> **Directions**:
1. In the moto ski thread, what compression do good cylinders usually have?
2. From the moto ski thread, extract word for word the passage that opens with the words containing "## Crazy Axe" and closes with "(Aug 8, 2007)".

# moto ski



## UP2IT (Feb 11, 2009)

I have a moto ski 440 thats in really good shape. It has the bsa motor in it and very low mileage like under 600. I was thinking about selling it but don't know how much to ask for it. I looked on ebay to try and find one similar but no luck. Anyone have any idea of value or where to look for price. thanks in advance.


----------



## Crazy Axe (Mar 11, 2007)

what year and how clean is it? most of the time you can find a good vintage sled all restored for around 500 if you look hard enough and don't care about WHAT exactly it is.. Now some guys want the same exact sled they had as a kid so they are looking for that particular one and will pay more for it. Really it's going to depend on year and condition. Post detailed pics of it and ask I dunno maybe 800 and if you don't get any bites in a week, drop the price.. Also maybe rent a compression tester from an auto parts store and check compression on it. Good cylinders are usually around 120psi but vary between motors. Good luck!!


----------



## HUBBHUNTER (Aug 8, 2007)

The first sleds my dad bought when we had our cabin around lake city were a 1970 motoski 340 and 1971 400, this was around 1994 I believe. The suspension on the 400 was blown but engine ran like a raped ape, until I blew it up. :lol:

During high school I took the motor off the 340 and put it on a go cart, it wasn't the safest rig but we sure had fun for a while.


----------

> **Supplied entries**:
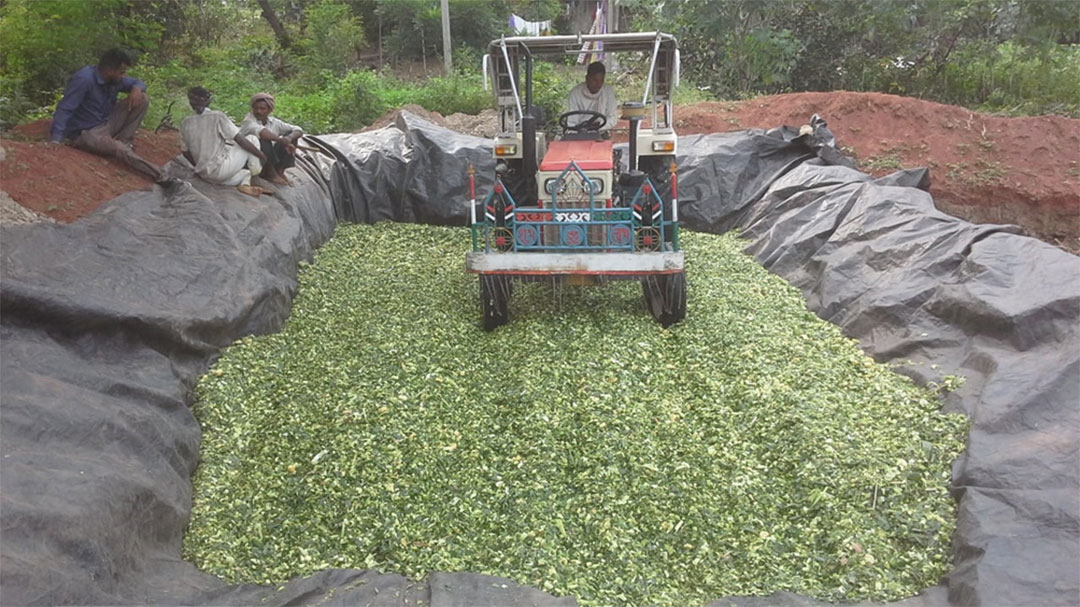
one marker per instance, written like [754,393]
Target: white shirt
[207,137]
[251,125]
[604,102]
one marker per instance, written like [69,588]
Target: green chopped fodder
[581,448]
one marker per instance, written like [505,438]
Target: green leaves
[581,448]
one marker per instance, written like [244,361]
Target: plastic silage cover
[107,323]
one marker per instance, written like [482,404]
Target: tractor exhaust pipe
[529,154]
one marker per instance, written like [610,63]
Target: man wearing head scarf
[219,152]
[594,95]
[277,138]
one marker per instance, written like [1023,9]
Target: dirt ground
[985,169]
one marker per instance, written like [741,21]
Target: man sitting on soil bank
[90,117]
[277,138]
[219,152]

> **Outputs for the tasks**:
1. Around 120 psi, though it varies between motors.

2.
## Crazy Axe (Mar 11, 2007)

what year and how clean is it? most of the time you can find a good vintage sled all restored for around 500 if you look hard enough and don't care about WHAT exactly it is.. Now some guys want the same exact sled they had as a kid so they are looking for that particular one and will pay more for it. Really it's going to depend on year and condition. Post detailed pics of it and ask I dunno maybe 800 and if you don't get any bites in a week, drop the price.. Also maybe rent a compression tester from an auto parts store and check compression on it. Good cylinders are usually around 120psi but vary between motors. Good luck!!


----------



## HUBBHUNTER (Aug 8, 2007)